Brief »
From the summary of HUD's draft loan documents below, extract the passage between "The first noticeable" and "to this draft.", inclusive, copying it word for word.

## start Document text

Summary Of HUD’s New Draft LEAN Loan Documents, December 21, 2012

On September 7, 2012, the Federal Housing Administration (FHA) published new regulations for the Section 232 Healthcare Facility Insurance Program in the Federal Register. FHA had previously proposed new regulations and loan documents on May 3, 2012. On November 21, 2012, the U.S. Department of Housing and Urban Development (HUD) released revised draft loan documents to match the final regulations released on September 7, 2012. Below are highlights of the new draft loan documents, summarizing how some of the changes will affect borrowers, operators and mortgagees.

Mortgage, Assignment of Leases, Rents and Revenue and Security Agreement

The first noticeable change from the current documents is that HUD has combined the Security Instrument and Owner Security Agreement. The document closely resembles the multifamily mortgage in style and substance, including the exculpation language concerning the key principal identified in the Mortgagor’s Regulatory Agreement. We made a number of comments suggesting that provisions are redundant, inapplicable or problematic (such as including the operator’s license as collateral for the Security Instrument) but anticipate the final version will be substantially similar to this draft.

Note

Unsurprisingly, the Note is very similar to the new multifamily note.

## end Document text
## start Provided material

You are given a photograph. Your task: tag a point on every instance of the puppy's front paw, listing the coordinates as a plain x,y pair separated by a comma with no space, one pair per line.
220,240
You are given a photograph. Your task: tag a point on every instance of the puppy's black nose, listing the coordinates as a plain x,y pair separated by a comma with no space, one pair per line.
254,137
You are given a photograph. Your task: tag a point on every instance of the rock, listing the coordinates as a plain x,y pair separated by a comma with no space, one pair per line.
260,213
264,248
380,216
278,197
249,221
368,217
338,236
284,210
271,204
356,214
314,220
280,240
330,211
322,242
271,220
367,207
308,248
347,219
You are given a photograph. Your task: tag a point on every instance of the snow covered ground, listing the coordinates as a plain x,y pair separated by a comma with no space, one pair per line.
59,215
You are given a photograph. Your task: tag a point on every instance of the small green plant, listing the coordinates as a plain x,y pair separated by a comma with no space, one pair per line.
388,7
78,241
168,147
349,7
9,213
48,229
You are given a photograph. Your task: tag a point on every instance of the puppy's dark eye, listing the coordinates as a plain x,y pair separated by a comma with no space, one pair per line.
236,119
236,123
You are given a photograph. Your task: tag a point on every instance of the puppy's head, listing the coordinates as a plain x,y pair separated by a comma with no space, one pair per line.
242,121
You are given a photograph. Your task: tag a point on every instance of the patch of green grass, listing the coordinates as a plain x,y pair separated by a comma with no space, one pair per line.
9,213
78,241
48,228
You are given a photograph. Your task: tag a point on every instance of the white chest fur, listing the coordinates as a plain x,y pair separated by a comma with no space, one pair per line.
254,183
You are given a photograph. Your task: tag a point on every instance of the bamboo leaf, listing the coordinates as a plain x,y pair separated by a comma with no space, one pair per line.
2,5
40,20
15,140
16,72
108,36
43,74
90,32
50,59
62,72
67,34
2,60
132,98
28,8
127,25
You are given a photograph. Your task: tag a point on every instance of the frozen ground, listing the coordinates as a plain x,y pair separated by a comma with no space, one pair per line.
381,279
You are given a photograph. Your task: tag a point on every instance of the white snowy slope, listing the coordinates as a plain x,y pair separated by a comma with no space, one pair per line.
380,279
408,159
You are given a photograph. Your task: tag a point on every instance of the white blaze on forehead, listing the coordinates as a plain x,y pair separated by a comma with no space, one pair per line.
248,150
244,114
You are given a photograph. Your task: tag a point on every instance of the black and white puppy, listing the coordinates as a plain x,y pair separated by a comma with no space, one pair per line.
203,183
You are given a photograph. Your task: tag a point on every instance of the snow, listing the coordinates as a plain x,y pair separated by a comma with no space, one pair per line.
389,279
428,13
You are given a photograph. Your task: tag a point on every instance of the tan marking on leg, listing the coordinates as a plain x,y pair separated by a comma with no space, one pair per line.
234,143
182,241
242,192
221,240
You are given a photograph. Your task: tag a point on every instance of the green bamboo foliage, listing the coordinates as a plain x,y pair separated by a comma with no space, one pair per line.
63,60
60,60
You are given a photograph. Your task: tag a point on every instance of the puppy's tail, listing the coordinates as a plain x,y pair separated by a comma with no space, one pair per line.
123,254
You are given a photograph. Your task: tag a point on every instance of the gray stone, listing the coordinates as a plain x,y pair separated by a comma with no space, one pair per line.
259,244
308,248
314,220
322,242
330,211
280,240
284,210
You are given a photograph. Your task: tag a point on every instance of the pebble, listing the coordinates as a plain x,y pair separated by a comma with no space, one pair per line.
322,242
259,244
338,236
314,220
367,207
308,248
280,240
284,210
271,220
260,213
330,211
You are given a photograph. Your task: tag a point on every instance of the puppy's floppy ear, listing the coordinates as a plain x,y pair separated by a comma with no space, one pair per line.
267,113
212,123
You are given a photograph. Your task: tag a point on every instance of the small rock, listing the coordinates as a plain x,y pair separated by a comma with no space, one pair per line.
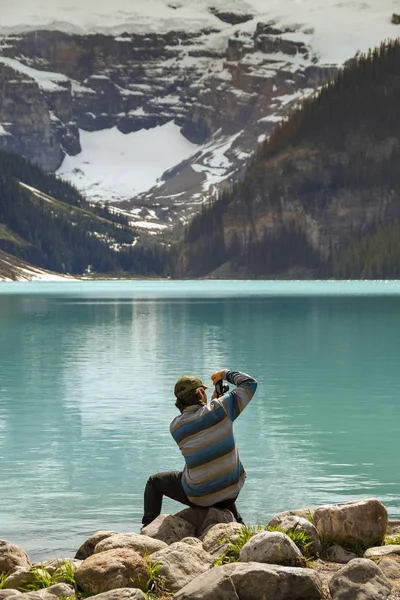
143,544
40,595
87,548
281,583
304,513
181,563
271,547
112,569
191,541
212,585
338,554
381,551
56,563
121,594
393,527
204,518
361,579
62,589
20,579
11,557
294,523
169,529
390,568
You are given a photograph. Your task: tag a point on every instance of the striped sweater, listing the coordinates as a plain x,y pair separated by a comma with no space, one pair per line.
213,471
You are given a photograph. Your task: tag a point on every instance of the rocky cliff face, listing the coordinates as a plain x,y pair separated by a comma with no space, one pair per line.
226,94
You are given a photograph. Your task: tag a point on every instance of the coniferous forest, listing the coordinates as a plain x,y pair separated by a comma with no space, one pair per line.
321,197
58,230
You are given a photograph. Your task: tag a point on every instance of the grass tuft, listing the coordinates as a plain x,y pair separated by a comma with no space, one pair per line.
302,540
3,577
233,551
391,540
155,587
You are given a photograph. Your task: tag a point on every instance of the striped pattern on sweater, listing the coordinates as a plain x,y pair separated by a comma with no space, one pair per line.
213,471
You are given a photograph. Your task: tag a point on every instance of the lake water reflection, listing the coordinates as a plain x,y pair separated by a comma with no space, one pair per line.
86,378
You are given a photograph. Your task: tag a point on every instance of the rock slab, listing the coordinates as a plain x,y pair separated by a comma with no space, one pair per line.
349,523
361,579
112,569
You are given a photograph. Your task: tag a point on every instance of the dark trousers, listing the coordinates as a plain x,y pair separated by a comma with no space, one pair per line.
170,484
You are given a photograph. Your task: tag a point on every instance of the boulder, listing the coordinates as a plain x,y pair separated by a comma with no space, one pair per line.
121,594
180,563
382,551
112,569
215,541
39,595
294,523
169,529
87,548
62,589
361,579
390,568
143,544
212,585
11,557
393,527
204,518
352,522
280,583
56,563
20,579
191,541
338,554
271,547
304,513
248,581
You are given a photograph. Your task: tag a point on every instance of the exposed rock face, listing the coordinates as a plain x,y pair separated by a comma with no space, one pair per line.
216,539
169,529
137,81
11,557
180,564
270,547
337,554
204,518
121,594
294,523
88,546
142,544
26,119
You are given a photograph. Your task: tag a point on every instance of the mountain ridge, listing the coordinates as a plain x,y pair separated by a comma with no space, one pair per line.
225,85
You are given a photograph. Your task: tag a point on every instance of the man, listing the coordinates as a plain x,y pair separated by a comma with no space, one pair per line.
213,473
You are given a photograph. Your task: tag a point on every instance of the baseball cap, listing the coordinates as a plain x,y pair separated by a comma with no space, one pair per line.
187,383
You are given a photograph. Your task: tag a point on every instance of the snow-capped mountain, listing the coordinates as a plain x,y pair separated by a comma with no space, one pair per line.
157,103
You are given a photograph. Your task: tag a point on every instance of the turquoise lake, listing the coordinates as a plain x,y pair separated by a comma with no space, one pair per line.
87,372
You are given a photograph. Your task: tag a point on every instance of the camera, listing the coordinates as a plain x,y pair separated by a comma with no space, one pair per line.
221,388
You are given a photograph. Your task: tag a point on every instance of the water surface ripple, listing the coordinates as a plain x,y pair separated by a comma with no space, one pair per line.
86,377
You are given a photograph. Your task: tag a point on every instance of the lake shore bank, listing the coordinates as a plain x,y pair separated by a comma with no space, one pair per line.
203,554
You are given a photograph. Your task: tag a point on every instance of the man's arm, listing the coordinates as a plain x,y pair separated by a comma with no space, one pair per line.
234,402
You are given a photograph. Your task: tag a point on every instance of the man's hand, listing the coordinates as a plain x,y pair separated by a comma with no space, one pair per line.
218,375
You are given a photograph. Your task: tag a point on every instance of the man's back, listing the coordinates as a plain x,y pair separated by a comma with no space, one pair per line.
213,470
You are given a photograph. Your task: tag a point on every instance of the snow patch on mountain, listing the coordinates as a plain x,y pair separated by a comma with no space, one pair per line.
46,80
336,30
116,166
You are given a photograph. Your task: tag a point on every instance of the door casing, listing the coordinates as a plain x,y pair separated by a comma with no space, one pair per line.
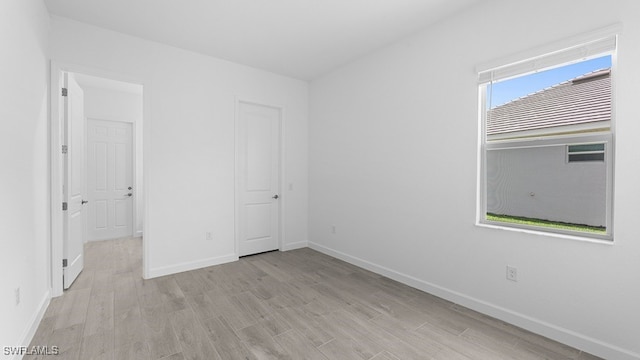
238,171
56,132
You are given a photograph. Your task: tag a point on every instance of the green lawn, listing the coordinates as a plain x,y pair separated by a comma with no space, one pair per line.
545,223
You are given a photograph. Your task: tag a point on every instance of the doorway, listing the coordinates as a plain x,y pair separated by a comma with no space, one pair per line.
111,155
259,175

## end Provided material

Response »
The first noticeable change from the current documents is that HUD has combined the Security Instrument and Owner Security Agreement. The document closely resembles the multifamily mortgage in style and substance, including the exculpation language concerning the key principal identified in the Mortgagor’s Regulatory Agreement. We made a number of comments suggesting that provisions are redundant, inapplicable or problematic (such as including the operator’s license as collateral for the Security Instrument) but anticipate the final version will be substantially similar to this draft.